------ PAGE EXCERPT ------
A: IMG does not automatically import metagenomes from NCBI, however you can submit your (assembled) metagenomes to IMG to get it annotated and have it available for this type of statistical comparisons we are showing today. Please view our webinar on the topic of data submission.
Q: Using the Mann-Whitney test, I get a p-value of 0.0005 for many features comparing two metagenome groups…but the false discovery rate (FDR) adjusted p value is increased to 0.5….what does it mean? What is most important – p -value or adjusted p-value?
A: “Adjusted p-value” is the one you should be looking at (it is adjusted for the number of comparisons performed). Here’s something to read about false discovery rate and why it’s important for genome and metagenome analysis: https://en.wikipedia.org/wiki/False_discovery_rate
Q: Mean here means…..mean number of scaffolds?
A: “mean” is the mean count of the feature being compared. For instance, if it’s one of taxonomic levels (like class or phylum), then it’s the number of scaffolds assigned at this level, multiplied by their coverage if the “estimated gene copies” option was selected.
Q: Can you do this analysis at the genus level?
A: yes, you can. Just keep in mind that there will be fewer contigs with taxonomy assignments at the genus level than at higher levels; meaning that the results may be skewed (e. g. if you’re comparing communities with many populations that don’t have close relatives in the isolate genome reference database that is used for scaffold lineage prediction).
Q: Can we perform these analyses with central log ratio transformations?
A: You can’t do this directly in IMG, however the “Full results” file you download will include the input matrix of feature counts, which you could then use in your favorite statistical analysis software to try more transformation and/or tests.
Q: Is it possible to restrict features to a specific taxon. For example, can I compare KOs between my groups of samples only for scaffolds annotated as Archaea?
A: This feature is being beta-tested at present. We hope to make this type of comparison possible in the near future!
Q: So what if I am interested in organisms that are not present in the IMG database, such as nematodes or fungi?
A: IMG is very prokaryote-centric. We don’t load eukaryotic genomes other than as a reference for metagenome analysis.
Q: KEGG mentioned that using their resources requires a licence. Does this hold when using them through IMG?
A: IMG has a KEGG licence which enables us to provide it to our user, so you don’t have to worry about having a licence on your side.
------
* USING THE INFORMATION *
• A. Would you transcribe the IMG Q&A, everything from "A: This feature" down to "for metagenome analysis."?
• B. In the IMG Q&A, why might the results of a genus-level comparison be skewed? Answer in one to three sentences.
• C. Can you continue the IMG Q&A from its last answer onward?
The rows have no connection to the IMG Q&A.
------ EXTRACTED INFORMATION ------
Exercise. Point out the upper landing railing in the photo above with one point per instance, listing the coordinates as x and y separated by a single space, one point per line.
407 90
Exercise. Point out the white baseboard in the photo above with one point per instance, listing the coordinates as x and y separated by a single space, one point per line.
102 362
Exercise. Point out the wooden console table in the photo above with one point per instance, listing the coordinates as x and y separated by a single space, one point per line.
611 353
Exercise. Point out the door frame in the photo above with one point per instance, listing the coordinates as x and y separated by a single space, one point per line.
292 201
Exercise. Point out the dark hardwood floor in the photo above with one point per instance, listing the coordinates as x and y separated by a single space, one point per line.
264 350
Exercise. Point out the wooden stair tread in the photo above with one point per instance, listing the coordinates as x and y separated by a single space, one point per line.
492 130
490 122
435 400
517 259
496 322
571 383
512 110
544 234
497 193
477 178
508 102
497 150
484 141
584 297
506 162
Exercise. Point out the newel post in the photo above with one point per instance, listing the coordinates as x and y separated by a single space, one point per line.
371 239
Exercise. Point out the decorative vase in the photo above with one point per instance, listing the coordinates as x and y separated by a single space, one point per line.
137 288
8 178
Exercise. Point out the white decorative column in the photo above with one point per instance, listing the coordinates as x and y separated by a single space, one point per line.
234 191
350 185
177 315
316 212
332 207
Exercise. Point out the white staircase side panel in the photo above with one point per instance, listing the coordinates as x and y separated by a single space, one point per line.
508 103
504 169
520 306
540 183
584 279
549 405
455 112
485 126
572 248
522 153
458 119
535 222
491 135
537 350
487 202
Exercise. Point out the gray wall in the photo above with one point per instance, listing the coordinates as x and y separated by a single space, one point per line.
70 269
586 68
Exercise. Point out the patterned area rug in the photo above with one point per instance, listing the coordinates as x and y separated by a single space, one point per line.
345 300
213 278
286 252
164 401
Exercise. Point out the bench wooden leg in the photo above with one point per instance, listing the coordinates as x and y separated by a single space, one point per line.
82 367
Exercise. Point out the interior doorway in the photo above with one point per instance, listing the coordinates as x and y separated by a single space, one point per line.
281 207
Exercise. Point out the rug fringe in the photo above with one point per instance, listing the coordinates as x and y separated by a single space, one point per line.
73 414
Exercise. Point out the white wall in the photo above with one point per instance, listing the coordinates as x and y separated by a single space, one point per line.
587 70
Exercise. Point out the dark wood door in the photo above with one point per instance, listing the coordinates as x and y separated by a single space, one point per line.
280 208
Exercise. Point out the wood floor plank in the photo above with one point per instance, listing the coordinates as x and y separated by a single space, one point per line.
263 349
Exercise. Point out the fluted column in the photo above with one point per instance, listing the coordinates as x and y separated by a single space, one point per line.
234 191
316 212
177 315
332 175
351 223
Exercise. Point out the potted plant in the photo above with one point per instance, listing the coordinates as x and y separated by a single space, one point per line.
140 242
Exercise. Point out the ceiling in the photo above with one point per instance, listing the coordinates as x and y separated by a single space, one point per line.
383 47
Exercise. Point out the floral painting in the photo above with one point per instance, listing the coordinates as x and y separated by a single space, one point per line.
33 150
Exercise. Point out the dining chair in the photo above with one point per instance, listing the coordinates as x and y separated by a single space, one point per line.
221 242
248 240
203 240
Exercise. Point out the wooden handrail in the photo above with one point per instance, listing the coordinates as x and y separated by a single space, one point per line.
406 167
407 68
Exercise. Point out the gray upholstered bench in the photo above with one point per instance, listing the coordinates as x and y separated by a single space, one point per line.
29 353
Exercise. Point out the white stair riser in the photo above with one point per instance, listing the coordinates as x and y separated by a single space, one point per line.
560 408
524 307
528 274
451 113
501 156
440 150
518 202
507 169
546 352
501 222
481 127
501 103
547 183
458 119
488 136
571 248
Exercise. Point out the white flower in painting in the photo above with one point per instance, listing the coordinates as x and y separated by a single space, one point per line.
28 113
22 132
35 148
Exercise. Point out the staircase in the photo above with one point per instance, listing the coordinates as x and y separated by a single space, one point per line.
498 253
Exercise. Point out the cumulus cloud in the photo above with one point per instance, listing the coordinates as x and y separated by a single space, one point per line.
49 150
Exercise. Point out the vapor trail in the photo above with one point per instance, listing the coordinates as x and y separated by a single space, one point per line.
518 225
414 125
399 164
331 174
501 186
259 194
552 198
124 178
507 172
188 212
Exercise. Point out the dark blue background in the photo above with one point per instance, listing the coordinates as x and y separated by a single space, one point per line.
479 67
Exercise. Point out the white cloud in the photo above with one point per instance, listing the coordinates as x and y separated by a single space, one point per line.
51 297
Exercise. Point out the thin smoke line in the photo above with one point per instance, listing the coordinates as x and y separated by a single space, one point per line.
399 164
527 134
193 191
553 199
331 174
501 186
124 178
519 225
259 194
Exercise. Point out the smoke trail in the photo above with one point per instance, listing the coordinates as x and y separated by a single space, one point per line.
------
------ EXTRACTED INFORMATION ------
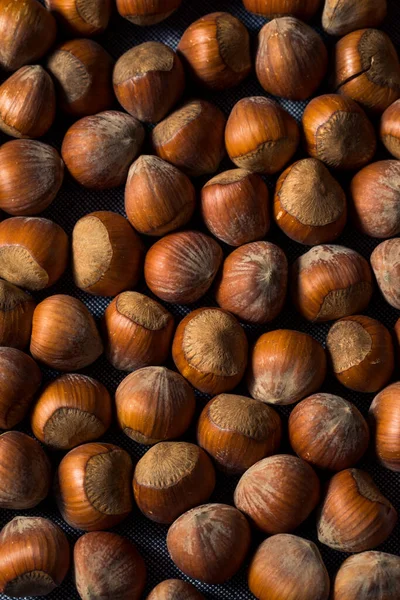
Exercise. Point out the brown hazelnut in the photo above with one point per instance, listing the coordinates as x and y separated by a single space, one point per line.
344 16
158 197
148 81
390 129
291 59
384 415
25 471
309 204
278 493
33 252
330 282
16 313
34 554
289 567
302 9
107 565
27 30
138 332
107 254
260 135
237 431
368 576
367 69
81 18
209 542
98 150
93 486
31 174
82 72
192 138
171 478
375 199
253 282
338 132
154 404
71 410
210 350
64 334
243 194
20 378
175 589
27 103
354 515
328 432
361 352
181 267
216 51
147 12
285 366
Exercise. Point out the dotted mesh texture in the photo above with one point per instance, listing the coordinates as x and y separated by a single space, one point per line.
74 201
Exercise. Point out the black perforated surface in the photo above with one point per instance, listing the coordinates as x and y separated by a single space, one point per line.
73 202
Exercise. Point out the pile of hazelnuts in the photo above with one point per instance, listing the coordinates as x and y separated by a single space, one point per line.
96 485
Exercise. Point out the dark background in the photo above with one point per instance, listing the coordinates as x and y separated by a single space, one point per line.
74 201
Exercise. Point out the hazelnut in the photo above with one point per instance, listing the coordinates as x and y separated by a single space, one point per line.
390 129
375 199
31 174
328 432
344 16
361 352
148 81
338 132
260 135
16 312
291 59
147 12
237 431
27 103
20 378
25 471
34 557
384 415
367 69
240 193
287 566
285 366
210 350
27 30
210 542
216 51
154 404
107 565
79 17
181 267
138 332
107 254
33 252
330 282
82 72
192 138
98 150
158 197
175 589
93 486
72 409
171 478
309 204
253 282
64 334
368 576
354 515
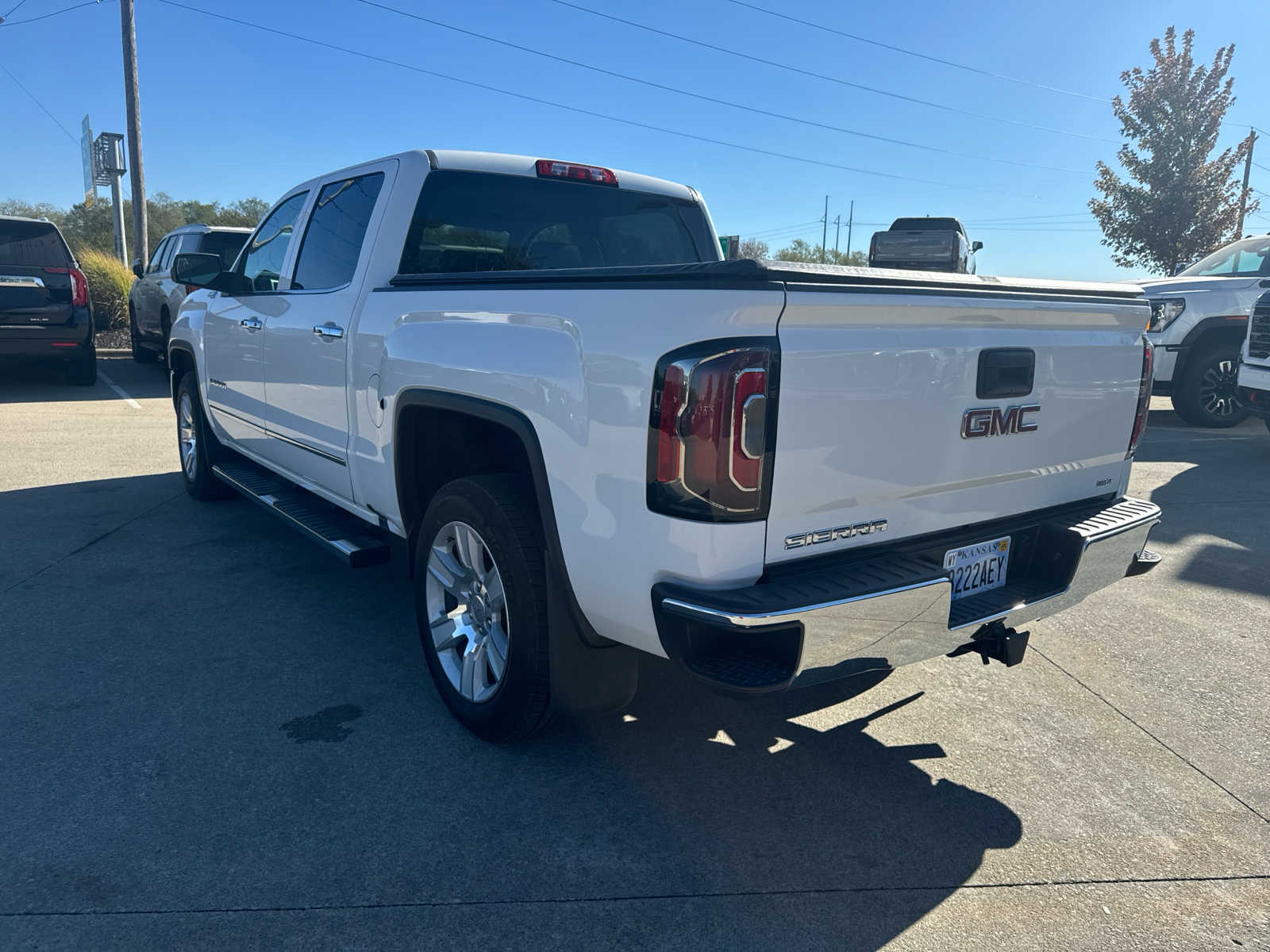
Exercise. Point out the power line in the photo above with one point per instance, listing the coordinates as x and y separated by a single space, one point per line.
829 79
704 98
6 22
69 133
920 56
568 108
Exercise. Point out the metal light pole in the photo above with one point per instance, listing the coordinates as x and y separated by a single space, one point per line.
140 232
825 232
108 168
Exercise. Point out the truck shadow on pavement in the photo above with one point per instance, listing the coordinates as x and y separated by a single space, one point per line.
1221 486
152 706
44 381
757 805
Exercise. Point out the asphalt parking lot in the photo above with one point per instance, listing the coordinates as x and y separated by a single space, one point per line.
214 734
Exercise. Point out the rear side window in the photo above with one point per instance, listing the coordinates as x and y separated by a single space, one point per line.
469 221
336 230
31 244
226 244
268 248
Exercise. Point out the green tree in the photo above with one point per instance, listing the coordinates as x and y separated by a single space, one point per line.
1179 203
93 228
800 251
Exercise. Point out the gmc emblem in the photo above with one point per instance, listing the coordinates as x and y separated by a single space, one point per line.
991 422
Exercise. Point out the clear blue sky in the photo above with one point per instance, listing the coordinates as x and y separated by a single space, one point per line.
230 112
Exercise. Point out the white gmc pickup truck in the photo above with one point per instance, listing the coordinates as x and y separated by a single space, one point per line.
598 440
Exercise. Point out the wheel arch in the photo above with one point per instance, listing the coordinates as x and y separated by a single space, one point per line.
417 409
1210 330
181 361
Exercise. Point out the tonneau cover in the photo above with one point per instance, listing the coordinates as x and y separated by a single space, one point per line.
------
------ EXTRACTED INFORMATION ------
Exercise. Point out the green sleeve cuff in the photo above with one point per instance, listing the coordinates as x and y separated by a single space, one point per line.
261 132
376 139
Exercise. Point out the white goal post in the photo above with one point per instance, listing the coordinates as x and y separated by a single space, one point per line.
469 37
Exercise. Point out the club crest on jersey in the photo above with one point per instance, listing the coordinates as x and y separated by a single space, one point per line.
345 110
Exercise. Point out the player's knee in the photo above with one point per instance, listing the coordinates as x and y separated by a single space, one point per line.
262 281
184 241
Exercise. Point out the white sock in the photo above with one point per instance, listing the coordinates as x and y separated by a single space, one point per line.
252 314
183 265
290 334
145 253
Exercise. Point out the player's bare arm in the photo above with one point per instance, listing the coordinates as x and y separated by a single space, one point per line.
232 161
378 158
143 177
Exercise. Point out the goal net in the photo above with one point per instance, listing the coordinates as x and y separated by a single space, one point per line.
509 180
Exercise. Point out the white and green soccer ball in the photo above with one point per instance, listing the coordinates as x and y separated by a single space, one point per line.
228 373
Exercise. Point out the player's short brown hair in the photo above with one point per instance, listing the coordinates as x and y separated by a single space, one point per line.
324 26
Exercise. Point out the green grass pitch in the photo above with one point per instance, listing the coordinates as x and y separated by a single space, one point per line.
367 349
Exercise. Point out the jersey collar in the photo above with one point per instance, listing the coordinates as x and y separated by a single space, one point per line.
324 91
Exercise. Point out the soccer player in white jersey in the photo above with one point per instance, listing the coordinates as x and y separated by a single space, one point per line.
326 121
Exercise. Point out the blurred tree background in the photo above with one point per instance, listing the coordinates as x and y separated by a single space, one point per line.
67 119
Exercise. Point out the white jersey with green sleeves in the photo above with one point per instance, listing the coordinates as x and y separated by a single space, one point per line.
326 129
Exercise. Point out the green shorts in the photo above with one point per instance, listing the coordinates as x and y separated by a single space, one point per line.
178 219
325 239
------
* ANSWERS BY TASK *
• A.
A: This feature is being beta-tested at present. We hope to make this type of comparison possible in the near future!
Q: So what if I am interested in organisms that are not present in the IMG database, such as nematodes or fungi?
A: IMG is very prokaryote-centric. We don’t load eukaryotic genomes other than as a reference for metagenome analysis.

• B. At the genus level, fewer contigs have taxonomy assignments than at higher levels. This matters especially when the communities compared contain many populations with no close relatives in the isolate genome reference database used for scaffold lineage prediction.

• C.
Q: Once approved, do you know how long it would take to annotate an assembled metagenome?
A: Rule of thumb would be a few weeks for an average sized submission, however it could also take several months, depending on the current load of the system, the size of the backlog, and the size of your dataset.
Q: How efficient is this stats tool for comparing novel species that may contain novel functions not represented in these functional annotation databases (like KO, Pfam, COG, Tigrfam, etc)?
A: For highly divergent or novel groups, there is a possibility of missing out on additional differentially abundant conserved hypothetical proteins that are not captured by any of these databases. On average, about 80% of total CDS of bacterial genomes are assigned to a function annotation database.
Q: How does assembly impact the relative gene/function counts relative to unassembled metagenomes?
A: That is what “estimated gene copies” measurement tries to address – by multiplying the feature count by the average read depth of the scaffold. However please ascertain that all the samples in all your groups do indeed have coverage information available to calculate estimated gene copy. If even one sample in your input is missing this information, the stats tool will report an error. While most of the JGI-sequenced metagenomes do possess this information, many others do not.
Q: Can you graphically summarize the results of the stat analysis in this set-up such as the ternary plot example from Vigneron et al 2017 Sci Rep.?
A: For advanced visualization, we recommend downloading the full results set and using external statistical software (e.g. R).